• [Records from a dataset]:
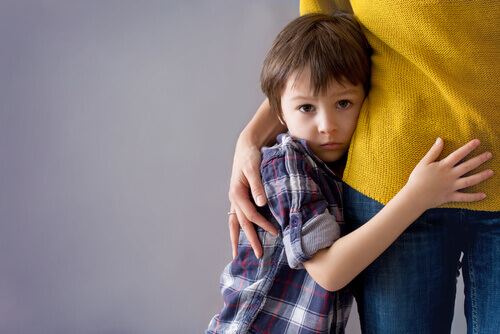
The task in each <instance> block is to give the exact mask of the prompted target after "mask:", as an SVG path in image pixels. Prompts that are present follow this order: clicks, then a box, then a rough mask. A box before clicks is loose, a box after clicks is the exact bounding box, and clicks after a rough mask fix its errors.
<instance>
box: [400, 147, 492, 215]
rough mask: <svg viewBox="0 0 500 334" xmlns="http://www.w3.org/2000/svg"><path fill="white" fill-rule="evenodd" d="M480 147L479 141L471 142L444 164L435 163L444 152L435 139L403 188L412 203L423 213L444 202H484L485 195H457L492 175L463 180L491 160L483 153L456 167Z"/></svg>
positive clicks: (489, 153)
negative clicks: (417, 202)
mask: <svg viewBox="0 0 500 334" xmlns="http://www.w3.org/2000/svg"><path fill="white" fill-rule="evenodd" d="M479 143H480V142H479V140H478V139H474V140H472V141H470V142H469V143H467V144H466V145H464V146H462V147H460V148H459V149H458V150H456V151H454V152H453V153H451V154H450V155H448V156H447V157H446V158H444V159H443V160H441V161H436V159H437V158H438V157H439V154H440V153H441V152H442V150H443V140H442V139H441V138H438V139H437V140H436V142H435V143H434V145H433V146H432V147H431V149H430V150H429V152H427V154H426V155H425V156H424V158H423V159H422V160H420V162H419V163H418V165H417V166H416V167H415V169H414V170H413V172H412V173H411V175H410V178H409V179H408V183H407V184H406V185H405V187H404V188H406V189H407V191H410V193H411V194H412V195H413V196H414V198H415V200H416V201H417V202H418V203H420V204H422V205H423V207H424V208H425V209H429V208H433V207H436V206H438V205H441V204H444V203H447V202H475V201H479V200H482V199H484V198H485V197H486V195H485V194H484V193H473V194H469V193H462V192H460V191H459V190H460V189H464V188H467V187H470V186H473V185H475V184H478V183H479V182H481V181H484V180H486V179H487V178H489V177H491V176H492V175H493V171H492V170H491V169H487V170H485V171H482V172H480V173H477V174H473V175H470V176H466V177H462V176H463V175H464V174H466V173H468V172H470V171H472V170H473V169H475V168H477V167H478V166H480V165H482V164H483V163H484V162H486V161H488V160H489V159H490V158H491V153H490V152H485V153H483V154H480V155H478V156H476V157H474V158H471V159H469V160H466V161H464V162H462V163H459V162H460V161H461V160H462V159H463V158H465V157H466V156H467V155H468V154H469V153H471V152H472V151H474V149H476V148H477V147H478V146H479ZM404 188H403V189H404ZM416 204H417V203H416Z"/></svg>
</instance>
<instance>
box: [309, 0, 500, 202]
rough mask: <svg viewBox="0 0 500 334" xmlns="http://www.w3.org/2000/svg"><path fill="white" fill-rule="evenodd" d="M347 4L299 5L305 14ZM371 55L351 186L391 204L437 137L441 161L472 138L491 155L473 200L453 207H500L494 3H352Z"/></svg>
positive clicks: (480, 151)
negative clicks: (369, 46) (398, 191)
mask: <svg viewBox="0 0 500 334" xmlns="http://www.w3.org/2000/svg"><path fill="white" fill-rule="evenodd" d="M339 4H340V6H341V7H340V8H341V9H344V10H345V9H348V1H328V0H326V1H325V0H322V1H321V0H319V1H314V0H301V2H300V9H301V14H305V13H310V12H324V13H329V12H331V11H332V10H334V8H335V5H337V6H338V5H339ZM350 4H351V6H352V10H353V11H354V14H355V15H356V17H357V19H358V20H359V22H360V23H361V25H362V26H363V28H364V30H365V34H366V36H367V38H368V40H369V42H370V44H371V45H372V47H373V49H374V54H373V57H372V82H371V90H370V93H369V95H368V97H367V99H366V100H365V103H364V105H363V110H362V112H361V115H360V118H359V122H358V127H357V129H356V132H355V134H354V136H353V139H352V143H351V148H350V151H349V158H348V162H347V166H346V170H345V173H344V181H345V182H346V183H347V184H349V185H350V186H352V187H353V188H355V189H356V190H358V191H360V192H361V193H363V194H365V195H367V196H369V197H371V198H373V199H375V200H377V201H379V202H381V203H384V204H386V203H387V202H388V201H389V200H390V199H391V198H392V197H393V196H394V195H395V194H396V193H397V192H398V191H399V189H401V187H403V185H404V184H405V183H406V181H407V179H408V176H409V175H410V173H411V171H412V170H413V168H414V166H415V165H416V164H417V162H418V161H419V160H420V159H421V158H422V157H423V156H424V154H425V153H426V152H427V150H428V149H429V148H430V147H431V146H432V144H433V143H434V141H435V140H436V138H437V137H441V138H443V139H444V142H445V150H444V152H443V154H442V157H444V156H446V155H448V154H449V153H450V152H452V151H454V150H456V149H457V148H458V147H460V146H462V145H463V144H465V143H466V142H468V141H469V140H471V139H473V138H479V139H480V140H481V142H482V144H481V145H480V146H479V148H478V149H477V152H474V153H473V155H477V154H479V153H480V152H484V151H486V150H488V151H490V152H492V153H493V158H492V160H490V161H489V162H487V163H486V164H485V165H484V166H482V167H480V168H479V170H484V169H486V168H491V169H493V171H494V173H495V175H494V176H493V177H492V178H490V179H489V180H487V181H485V182H483V183H481V184H480V185H477V186H475V187H472V188H470V189H467V192H479V191H480V192H485V193H486V195H487V198H486V199H485V200H482V201H479V202H475V203H449V204H447V205H445V206H446V207H455V208H467V209H473V210H485V211H500V149H499V146H500V11H499V3H498V1H494V0H489V1H488V0H475V1H469V0H454V1H439V0H426V1H425V0H412V1H408V0H351V1H350Z"/></svg>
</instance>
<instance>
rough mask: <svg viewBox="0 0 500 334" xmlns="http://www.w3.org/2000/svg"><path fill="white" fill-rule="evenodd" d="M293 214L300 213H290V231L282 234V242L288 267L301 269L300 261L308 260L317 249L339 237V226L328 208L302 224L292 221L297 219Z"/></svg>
mask: <svg viewBox="0 0 500 334" xmlns="http://www.w3.org/2000/svg"><path fill="white" fill-rule="evenodd" d="M294 215H299V216H300V213H295V214H293V215H292V217H291V219H290V220H291V224H290V233H287V234H286V235H284V236H283V243H284V245H285V252H286V257H287V260H288V265H289V266H290V268H293V269H302V268H304V265H303V264H302V263H304V262H307V261H309V260H310V259H311V258H312V257H313V256H314V254H316V252H317V251H319V250H320V249H323V248H326V247H330V246H331V245H332V244H333V243H334V242H335V241H336V240H337V239H338V238H340V226H339V224H338V222H337V220H336V219H335V217H334V216H333V215H331V214H330V213H329V212H328V210H325V212H324V213H323V214H320V215H318V216H316V217H315V218H313V219H311V220H309V221H307V222H306V223H305V224H304V225H302V224H301V222H300V221H299V222H297V223H296V224H294V223H292V222H293V221H294V220H295V221H297V220H298V219H297V218H298V217H294ZM299 219H300V218H299ZM294 225H295V226H294Z"/></svg>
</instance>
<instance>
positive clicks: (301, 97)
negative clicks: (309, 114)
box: [291, 94, 316, 101]
mask: <svg viewBox="0 0 500 334" xmlns="http://www.w3.org/2000/svg"><path fill="white" fill-rule="evenodd" d="M315 97H316V96H315V95H312V94H311V95H297V96H294V97H292V98H291V100H292V101H293V100H310V99H314V98H315Z"/></svg>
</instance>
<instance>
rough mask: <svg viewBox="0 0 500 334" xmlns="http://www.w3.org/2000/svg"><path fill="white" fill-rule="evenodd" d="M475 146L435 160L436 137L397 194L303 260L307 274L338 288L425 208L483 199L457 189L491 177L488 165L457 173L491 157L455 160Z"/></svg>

• [What you will do]: Pull out each line of the items above that contains the string "negative", and copy those lines without changing them.

• [Exercise solution]:
negative clicks: (417, 202)
negative clicks: (369, 46) (398, 191)
negative clicks: (309, 114)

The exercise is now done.